Dataset items
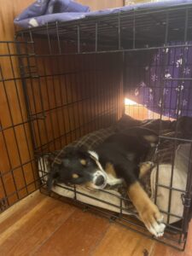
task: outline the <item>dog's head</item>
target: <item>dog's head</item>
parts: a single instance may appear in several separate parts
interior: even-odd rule
[[[48,177],[49,189],[51,189],[54,183],[103,189],[107,185],[107,175],[95,152],[82,148],[71,148],[50,169]]]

→ **SET PROBLEM**: Please quote every line of the records above verbatim, leaving out the pictures.

→ **REPLY TO THE EXERCISE**:
task: outline the <item>dog's head</item>
target: <item>dog's head</item>
parts: a single instance may appear in several separate parts
interior: even-odd rule
[[[48,177],[49,189],[51,189],[54,183],[103,189],[107,185],[107,175],[95,152],[82,148],[71,148],[50,169]]]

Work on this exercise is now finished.